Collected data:
* * * * * * * * *

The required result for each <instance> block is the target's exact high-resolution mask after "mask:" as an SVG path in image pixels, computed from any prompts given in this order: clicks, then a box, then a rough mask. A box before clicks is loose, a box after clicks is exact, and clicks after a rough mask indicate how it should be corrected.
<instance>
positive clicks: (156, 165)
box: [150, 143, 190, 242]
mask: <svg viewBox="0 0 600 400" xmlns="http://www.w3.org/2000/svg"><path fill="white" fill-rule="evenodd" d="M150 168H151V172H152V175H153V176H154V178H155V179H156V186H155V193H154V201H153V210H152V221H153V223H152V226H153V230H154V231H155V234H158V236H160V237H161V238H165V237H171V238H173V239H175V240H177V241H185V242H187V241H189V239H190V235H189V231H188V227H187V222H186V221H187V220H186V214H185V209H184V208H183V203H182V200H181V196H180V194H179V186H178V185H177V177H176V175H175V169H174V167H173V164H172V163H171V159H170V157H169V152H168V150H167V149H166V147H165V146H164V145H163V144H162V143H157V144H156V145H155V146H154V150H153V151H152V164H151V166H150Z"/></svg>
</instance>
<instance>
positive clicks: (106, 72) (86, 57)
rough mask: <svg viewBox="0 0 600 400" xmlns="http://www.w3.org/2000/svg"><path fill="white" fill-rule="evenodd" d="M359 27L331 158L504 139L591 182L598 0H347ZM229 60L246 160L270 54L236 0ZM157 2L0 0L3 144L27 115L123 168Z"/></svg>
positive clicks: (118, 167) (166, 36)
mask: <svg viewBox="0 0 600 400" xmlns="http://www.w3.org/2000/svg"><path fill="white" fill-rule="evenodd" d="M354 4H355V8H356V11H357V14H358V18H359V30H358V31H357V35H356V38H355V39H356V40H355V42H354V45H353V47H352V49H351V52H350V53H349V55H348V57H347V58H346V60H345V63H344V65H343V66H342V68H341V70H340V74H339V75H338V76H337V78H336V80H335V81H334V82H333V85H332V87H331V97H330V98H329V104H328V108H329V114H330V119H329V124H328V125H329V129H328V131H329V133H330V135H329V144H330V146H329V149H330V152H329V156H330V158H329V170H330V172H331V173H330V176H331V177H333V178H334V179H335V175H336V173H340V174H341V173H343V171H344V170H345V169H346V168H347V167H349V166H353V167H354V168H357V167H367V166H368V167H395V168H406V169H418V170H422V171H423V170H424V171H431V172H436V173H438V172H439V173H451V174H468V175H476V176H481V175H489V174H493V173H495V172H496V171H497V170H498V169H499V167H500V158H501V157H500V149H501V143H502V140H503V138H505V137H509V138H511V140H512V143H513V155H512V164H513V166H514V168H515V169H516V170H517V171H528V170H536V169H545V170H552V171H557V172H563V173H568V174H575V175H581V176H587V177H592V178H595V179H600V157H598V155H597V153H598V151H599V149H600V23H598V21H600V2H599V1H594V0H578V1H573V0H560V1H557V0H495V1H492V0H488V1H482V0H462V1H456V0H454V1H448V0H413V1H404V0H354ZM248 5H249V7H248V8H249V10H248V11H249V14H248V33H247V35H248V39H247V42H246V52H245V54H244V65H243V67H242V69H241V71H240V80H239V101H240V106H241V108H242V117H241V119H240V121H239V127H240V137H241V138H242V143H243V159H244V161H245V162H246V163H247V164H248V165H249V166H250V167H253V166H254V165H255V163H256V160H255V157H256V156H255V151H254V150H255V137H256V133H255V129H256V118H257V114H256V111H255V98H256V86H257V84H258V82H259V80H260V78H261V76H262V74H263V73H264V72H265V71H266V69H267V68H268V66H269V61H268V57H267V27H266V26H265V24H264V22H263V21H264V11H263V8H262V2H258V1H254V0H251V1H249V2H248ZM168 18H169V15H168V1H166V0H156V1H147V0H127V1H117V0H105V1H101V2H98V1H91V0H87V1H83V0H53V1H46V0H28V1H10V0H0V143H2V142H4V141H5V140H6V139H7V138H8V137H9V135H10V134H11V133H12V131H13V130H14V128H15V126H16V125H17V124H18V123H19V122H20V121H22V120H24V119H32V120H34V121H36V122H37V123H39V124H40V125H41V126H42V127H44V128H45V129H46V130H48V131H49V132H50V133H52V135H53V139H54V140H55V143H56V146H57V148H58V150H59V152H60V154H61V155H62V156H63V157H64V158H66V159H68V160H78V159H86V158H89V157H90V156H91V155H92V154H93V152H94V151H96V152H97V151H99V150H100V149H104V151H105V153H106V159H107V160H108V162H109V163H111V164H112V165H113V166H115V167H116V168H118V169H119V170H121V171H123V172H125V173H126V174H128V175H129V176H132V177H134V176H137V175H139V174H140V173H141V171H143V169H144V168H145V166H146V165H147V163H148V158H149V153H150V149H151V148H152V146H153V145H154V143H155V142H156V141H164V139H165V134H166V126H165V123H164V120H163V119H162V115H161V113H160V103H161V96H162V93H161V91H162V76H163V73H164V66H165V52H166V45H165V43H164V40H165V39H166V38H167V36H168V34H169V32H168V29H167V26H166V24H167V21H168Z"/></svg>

* * * * * * * * *

▶ Assignment: What the task asks for is a word-for-word repeat of the lines above, from the first through the one containing "rough mask: <svg".

▶ Answer to this problem:
The required result for each <instance> block is the target's exact high-resolution mask after "mask:" as an SVG path in image pixels, computed from any prompts given in this order: clicks, then a box, then a rough mask. A box before clicks is loose, a box after clicks is exact, and clicks after a rough mask indicate how it should be corrected.
<instance>
positive clicks: (156, 165)
box: [150, 143, 190, 242]
mask: <svg viewBox="0 0 600 400" xmlns="http://www.w3.org/2000/svg"><path fill="white" fill-rule="evenodd" d="M150 168H151V172H152V175H153V176H154V178H155V179H156V186H155V193H154V201H153V210H152V221H153V223H152V226H153V230H154V231H155V234H158V236H160V237H161V238H165V237H171V238H173V239H175V240H177V241H185V242H187V241H189V239H190V235H189V231H188V227H187V222H186V221H187V220H186V214H185V209H184V208H183V203H182V200H181V196H180V194H179V186H178V185H177V177H176V175H175V169H174V167H173V164H172V163H171V159H170V157H169V152H168V150H167V149H166V147H165V146H164V145H163V144H162V143H157V144H156V145H155V146H154V150H153V151H152V164H151V166H150Z"/></svg>
</instance>
<instance>
positive clicks: (106, 72) (86, 57)
rough mask: <svg viewBox="0 0 600 400" xmlns="http://www.w3.org/2000/svg"><path fill="white" fill-rule="evenodd" d="M359 27L331 158L504 139L591 182L598 0H347ZM229 60L246 160L270 54L236 0ZM157 2L0 0L3 144L27 115L123 168Z"/></svg>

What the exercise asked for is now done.